- **Exercise tasks**:
A. Reproduce the passage from the post on disability and faith, starting with "I must admit" and going on through "need serious surgery.".
B. Answer these questions from the post on disability and faith:
(i) At about what age did the son's autism become obvious?
(ii) What was Jacob born with?
(iii) Who introduced the writer to Gallagher's way of thinking?

- **Document extract**:
========
Not that many years ago, my wife and I went for an ultrasound which left us scared, and we were given an appointment for another ultrasound at the hospital with a skilled doctor who simply analyzes visual pictures created by sound waves. The worry was that there were two markers of Down syndrome. Being clergy, we shared this fear in prayer at the church we attended together in the evening, after working at our respective morning churches. A retired minister came up to me in fellowship time and was pastorally navigating this raw situation. This wonderful man, David, was sharing very carefully that all people are people, when I said to him we are not mourning having a child with special needs, we are mourning the loss of our perfect dream and admitting we are scared, for no matter what, this is our child. He smiled and said, “You will be good parents.” At that hospital appointment, we found out that there was no reason to be concerned, but I am glad we had that moment, for I believed it helped us as parents to deal with our son’s autism which became obvious when he was about 18 months. We had this cathartic moment to remind us that our fear is ours, not our son’s.
There are many stories of children with special needs and often I share from my experience, but today I want to recommend a book by Rev. Jeffrey M. Gallagher,Wilderness Blessings: How Down Syndrome Reconstructed Our Life and Faith. This is the story of a pastor whose son Jacob was born with serious heart issues and Down syndrome. Looking back through the Caring Bridge entries during the two surgeries of his son’s first year, he shares what it means to see the Body of Christ to include everyone through the lens of differing abilities. Gallagher asks, and then admits by answering his own question, “So what makes Jacob’s story so special then? Nothing. And everything. And that’s exactly the reason why I felt so compelled to write this book.” (163) I am so thankful that this very specific story shared is understood to be also a universal story for people with different abilities.
I must admit that I have been obsessed with Theology of Disability since Gallagher’s editor and mutual good friend, Rev. Dr. Beth Hoffman, introduced me to his way of thinking at the same seminary Gallagher attended (he graduated the year I began). Now having a son with different abilities and a new ministry that upholds creating a loving inclusive culture no matter of ability, I would of course read this book. Also, having had a sister that was born with a heart condition that required surgery when she was a young child, I was compelled by this story of” J-Dawg’s” (Jacob’s) surgery. However, I do not simply recommend this book to people that have children with Down syndrome, or other different abilities, nor for people that know what it is like to have a child need serious surgery.
========
- **Exercise data**:
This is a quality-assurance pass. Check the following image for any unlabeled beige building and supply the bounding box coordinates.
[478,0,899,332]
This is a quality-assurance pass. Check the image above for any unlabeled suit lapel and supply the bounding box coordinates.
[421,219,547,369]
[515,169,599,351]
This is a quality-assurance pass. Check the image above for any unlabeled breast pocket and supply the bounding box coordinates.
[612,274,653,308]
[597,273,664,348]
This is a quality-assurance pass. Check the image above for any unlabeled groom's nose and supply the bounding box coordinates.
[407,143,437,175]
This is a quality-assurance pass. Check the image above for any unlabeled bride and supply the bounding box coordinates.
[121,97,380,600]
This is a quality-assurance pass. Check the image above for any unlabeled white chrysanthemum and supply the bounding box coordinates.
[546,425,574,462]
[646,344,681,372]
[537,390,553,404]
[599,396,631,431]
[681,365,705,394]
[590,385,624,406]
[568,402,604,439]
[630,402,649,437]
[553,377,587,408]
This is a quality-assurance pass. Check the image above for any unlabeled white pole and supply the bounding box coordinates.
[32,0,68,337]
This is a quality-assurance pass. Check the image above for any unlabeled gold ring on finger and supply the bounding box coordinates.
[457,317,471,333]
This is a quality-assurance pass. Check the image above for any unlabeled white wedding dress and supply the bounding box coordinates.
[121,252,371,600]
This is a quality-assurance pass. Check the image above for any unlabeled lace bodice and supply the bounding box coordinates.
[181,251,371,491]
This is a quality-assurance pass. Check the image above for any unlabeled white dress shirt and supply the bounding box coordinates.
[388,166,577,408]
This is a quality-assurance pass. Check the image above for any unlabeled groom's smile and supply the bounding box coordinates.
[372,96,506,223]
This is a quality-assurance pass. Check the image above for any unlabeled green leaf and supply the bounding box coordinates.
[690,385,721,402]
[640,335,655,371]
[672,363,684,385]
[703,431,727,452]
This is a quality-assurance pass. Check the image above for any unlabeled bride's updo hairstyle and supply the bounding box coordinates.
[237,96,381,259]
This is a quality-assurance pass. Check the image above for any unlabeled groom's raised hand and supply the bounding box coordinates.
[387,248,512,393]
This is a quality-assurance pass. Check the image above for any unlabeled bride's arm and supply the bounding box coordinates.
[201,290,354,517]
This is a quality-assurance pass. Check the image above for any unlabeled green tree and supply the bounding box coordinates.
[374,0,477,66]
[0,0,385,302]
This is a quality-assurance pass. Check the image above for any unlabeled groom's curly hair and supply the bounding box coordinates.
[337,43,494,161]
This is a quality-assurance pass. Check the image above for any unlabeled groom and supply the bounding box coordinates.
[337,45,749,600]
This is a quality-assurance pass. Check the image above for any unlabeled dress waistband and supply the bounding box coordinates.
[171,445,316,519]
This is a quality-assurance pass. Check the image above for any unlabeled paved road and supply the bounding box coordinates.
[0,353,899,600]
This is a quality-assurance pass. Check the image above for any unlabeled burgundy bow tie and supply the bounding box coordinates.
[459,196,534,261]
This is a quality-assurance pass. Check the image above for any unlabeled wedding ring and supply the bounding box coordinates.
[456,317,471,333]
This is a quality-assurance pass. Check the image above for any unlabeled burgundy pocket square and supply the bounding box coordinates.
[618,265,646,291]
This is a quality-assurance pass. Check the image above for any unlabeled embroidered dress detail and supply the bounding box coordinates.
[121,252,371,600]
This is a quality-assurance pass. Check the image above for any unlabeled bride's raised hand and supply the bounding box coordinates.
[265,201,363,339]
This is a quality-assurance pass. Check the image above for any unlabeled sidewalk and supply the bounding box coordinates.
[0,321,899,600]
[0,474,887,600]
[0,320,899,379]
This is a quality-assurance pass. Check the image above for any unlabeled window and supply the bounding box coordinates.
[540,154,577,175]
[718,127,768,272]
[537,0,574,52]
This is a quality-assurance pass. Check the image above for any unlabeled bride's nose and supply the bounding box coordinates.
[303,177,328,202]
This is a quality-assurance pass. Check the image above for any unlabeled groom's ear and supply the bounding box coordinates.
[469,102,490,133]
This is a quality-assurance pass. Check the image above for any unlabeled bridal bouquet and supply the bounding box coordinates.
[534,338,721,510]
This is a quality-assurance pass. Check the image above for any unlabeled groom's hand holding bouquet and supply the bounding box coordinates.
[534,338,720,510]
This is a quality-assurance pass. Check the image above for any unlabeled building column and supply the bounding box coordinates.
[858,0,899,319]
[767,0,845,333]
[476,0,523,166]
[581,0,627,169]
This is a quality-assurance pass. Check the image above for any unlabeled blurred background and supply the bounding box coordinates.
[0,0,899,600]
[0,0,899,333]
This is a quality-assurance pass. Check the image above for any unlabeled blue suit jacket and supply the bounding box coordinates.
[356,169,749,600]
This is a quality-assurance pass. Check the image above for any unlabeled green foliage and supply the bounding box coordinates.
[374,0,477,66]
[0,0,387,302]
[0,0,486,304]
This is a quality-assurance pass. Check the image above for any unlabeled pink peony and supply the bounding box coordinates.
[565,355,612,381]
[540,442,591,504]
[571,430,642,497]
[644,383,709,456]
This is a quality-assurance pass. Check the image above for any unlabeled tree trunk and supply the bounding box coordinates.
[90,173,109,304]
========
- **Outputs by task**:
A.
I must admit that I have been obsessed with Theology of Disability since Gallagher’s editor and mutual good friend, Rev. Dr. Beth Hoffman, introduced me to his way of thinking at the same seminary Gallagher attended (he graduated the year I began). Now having a son with different abilities and a new ministry that upholds creating a loving inclusive culture no matter of ability, I would of course read this book. Also, having had a sister that was born with a heart condition that required surgery when she was a young child, I was compelled by this story of” J-Dawg’s” (Jacob’s) surgery. However, I do not simply recommend this book to people that have children with Down syndrome, or other different abilities, nor for people that know what it is like to have a child need serious surgery.

B.
(i) About 18 months.
(ii) Serious heart issues and Down syndrome.
(iii) Rev. Dr. Beth Hoffman.